— BEGIN —

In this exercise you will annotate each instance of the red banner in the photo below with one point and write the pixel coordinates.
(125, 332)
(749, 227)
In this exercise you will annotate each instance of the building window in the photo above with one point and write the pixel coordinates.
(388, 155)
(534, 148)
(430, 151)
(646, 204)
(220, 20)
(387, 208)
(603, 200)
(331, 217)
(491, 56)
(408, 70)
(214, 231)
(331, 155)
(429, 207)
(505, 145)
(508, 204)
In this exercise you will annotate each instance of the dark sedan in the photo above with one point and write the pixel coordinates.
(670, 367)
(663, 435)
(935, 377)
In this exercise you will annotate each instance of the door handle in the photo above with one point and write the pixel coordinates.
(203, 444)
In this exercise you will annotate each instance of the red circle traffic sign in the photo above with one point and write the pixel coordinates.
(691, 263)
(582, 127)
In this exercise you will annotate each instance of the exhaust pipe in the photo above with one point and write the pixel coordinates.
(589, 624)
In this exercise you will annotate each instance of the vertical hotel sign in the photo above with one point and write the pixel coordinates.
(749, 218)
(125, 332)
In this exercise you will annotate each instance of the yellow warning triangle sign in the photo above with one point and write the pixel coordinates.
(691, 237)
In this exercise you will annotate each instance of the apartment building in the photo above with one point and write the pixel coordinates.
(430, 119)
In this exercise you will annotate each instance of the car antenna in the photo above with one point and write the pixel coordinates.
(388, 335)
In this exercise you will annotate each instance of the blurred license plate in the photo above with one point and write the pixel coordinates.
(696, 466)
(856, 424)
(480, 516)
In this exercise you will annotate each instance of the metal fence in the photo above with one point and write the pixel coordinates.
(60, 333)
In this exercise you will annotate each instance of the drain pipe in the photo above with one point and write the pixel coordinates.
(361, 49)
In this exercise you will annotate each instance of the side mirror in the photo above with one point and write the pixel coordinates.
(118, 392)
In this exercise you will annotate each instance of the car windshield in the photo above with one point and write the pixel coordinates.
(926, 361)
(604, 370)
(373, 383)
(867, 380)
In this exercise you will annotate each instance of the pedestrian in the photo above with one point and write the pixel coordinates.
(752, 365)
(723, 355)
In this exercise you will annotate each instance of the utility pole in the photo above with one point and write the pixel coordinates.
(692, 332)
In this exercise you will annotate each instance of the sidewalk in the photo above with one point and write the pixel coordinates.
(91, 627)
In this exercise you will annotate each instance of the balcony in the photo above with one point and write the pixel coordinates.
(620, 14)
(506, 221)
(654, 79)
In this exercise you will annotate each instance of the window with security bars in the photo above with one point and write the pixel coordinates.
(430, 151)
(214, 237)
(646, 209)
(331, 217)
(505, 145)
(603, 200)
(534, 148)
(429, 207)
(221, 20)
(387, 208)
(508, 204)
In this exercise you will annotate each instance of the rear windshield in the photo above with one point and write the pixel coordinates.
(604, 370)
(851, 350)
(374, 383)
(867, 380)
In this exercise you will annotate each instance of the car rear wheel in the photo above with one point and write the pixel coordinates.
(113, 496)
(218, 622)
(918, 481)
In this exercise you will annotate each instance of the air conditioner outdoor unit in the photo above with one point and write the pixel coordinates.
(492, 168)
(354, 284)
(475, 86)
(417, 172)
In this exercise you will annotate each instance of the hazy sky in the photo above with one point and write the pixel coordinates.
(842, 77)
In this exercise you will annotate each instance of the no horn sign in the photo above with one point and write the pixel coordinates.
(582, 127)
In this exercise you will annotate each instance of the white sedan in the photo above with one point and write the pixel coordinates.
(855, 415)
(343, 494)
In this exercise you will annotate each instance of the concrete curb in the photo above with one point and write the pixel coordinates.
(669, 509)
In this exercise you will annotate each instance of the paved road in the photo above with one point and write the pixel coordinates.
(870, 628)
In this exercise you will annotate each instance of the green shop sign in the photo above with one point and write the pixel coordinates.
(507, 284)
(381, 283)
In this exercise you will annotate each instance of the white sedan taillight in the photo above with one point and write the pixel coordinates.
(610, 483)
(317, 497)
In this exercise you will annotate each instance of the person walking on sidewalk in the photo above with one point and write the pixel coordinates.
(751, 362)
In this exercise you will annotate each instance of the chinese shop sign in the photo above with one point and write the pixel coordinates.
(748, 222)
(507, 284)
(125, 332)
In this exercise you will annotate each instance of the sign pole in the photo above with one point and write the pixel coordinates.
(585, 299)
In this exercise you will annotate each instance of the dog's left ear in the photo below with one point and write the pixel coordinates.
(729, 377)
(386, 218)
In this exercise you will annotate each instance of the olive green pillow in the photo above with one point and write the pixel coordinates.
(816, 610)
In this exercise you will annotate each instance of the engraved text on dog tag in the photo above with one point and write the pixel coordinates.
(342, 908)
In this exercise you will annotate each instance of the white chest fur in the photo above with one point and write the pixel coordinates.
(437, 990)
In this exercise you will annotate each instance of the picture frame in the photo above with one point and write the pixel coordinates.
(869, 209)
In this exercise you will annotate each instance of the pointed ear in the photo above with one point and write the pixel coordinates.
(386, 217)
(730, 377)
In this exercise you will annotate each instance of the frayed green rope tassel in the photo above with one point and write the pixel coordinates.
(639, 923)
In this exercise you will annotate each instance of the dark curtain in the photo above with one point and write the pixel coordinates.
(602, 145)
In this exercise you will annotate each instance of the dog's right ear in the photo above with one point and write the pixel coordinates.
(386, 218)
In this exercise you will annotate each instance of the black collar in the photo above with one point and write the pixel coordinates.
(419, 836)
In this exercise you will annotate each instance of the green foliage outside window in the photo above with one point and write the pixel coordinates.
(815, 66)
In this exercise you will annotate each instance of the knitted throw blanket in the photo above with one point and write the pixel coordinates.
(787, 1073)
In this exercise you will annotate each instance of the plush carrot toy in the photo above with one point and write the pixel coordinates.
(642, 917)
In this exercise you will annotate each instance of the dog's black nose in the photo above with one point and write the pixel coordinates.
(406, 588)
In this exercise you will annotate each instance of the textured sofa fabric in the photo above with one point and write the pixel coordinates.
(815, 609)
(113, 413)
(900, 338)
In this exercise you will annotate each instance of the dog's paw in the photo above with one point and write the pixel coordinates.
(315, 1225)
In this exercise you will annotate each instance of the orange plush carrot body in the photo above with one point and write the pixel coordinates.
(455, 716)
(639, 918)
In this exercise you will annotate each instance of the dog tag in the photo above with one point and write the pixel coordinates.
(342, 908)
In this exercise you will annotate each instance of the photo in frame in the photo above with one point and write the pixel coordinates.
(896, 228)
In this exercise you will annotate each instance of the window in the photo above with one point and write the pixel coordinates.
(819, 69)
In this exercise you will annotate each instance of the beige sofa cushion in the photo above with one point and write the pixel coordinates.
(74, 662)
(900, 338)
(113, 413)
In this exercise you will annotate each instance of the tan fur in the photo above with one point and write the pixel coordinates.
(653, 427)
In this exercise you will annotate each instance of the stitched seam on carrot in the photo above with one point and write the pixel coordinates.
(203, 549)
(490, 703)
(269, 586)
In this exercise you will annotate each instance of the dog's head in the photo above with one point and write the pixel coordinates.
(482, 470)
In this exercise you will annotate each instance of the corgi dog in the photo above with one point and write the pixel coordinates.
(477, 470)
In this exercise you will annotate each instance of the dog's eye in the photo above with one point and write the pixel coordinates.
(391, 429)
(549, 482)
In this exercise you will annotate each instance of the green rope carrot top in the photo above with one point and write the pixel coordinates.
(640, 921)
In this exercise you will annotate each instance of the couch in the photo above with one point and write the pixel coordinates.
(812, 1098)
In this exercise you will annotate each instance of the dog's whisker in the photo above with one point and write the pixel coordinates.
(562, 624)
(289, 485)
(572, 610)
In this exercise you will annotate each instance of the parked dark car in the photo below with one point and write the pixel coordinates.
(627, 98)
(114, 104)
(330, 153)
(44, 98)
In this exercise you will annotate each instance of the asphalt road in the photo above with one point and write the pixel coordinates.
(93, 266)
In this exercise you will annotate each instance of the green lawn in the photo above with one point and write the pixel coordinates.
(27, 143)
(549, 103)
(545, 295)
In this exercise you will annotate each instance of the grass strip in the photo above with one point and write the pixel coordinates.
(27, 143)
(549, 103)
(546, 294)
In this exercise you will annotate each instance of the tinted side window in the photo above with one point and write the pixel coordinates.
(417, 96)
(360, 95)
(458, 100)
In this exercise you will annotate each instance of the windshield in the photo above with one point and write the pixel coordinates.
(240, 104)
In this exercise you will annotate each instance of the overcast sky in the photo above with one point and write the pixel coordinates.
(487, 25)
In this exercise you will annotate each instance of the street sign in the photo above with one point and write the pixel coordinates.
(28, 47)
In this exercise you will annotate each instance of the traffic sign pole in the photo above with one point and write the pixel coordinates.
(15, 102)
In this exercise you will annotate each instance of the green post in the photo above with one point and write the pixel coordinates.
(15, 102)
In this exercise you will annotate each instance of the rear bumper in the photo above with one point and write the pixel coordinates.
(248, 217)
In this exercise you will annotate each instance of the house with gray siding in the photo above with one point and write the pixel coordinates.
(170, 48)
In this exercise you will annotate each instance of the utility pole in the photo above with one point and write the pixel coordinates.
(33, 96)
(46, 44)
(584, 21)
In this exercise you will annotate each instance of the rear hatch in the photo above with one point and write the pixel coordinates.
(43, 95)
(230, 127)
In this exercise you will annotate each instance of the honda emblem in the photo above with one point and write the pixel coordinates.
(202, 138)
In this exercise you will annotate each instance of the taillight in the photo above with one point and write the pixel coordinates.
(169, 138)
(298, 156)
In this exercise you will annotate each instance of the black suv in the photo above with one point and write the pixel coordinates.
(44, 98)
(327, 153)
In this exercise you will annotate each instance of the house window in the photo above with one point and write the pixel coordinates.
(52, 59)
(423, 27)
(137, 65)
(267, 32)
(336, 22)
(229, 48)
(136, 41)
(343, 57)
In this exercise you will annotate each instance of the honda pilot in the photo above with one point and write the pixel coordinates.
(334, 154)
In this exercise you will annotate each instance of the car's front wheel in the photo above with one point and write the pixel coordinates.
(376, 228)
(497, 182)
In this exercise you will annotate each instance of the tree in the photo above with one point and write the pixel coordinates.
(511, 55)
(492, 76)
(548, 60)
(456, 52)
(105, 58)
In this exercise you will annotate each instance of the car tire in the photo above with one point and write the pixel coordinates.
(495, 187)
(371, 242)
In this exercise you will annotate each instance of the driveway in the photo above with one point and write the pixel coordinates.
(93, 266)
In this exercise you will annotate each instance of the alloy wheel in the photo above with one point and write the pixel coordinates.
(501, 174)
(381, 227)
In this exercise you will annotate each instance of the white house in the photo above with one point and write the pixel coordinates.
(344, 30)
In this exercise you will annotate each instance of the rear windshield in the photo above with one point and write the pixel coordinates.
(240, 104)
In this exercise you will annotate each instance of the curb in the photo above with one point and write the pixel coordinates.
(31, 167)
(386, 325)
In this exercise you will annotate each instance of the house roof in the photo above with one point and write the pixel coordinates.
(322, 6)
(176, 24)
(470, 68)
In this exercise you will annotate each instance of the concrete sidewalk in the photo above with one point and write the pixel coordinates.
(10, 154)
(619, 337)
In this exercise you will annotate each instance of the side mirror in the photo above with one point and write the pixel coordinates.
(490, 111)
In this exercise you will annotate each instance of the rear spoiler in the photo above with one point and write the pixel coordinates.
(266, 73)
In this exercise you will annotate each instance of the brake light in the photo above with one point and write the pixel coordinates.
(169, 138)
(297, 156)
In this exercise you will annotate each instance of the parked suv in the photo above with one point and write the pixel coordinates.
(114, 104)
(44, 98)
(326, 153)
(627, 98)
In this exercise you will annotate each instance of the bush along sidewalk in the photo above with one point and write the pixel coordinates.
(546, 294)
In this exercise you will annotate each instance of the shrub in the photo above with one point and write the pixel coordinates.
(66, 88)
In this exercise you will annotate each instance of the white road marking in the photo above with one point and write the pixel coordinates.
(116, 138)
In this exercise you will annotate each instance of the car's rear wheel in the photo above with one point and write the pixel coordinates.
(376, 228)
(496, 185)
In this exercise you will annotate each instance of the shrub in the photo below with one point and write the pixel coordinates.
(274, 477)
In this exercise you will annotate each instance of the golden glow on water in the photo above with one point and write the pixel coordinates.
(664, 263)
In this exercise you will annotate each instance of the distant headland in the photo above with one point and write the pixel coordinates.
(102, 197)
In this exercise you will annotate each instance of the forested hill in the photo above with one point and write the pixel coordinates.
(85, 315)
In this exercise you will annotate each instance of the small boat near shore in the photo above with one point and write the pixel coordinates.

— END —

# [Your goal]
Put the lines running from the one containing "In this exercise you will annotate each instance of the stitched" up to and including the one containing "(812, 1098)" into a JSON list of strings, with one string per line and blank lines left out.

# [Answer to the problem]
[
  "In this exercise you will annotate each instance of the stitched seam on carrot in the photo above with one point and write the pixel coordinates.",
  "(203, 549)",
  "(490, 703)",
  "(269, 586)",
  "In this exercise you will annotate each instance of the dog's head in the photo above with one point and write the pixel coordinates.",
  "(482, 470)",
  "In this exercise you will annotate each instance of the corgi dog in the photo above with one point and write the pixel coordinates.",
  "(477, 470)",
  "In this exercise you will annotate each instance of the dog's eye in the photo above with one point and write the pixel coordinates.",
  "(391, 429)",
  "(549, 482)",
  "In this exercise you will annotate each instance of the green rope carrot top in the photo above with one point and write the pixel coordinates.",
  "(640, 921)",
  "In this exercise you will annotate each instance of the couch in the photo above with one point and write the pixel coordinates.",
  "(812, 1098)"
]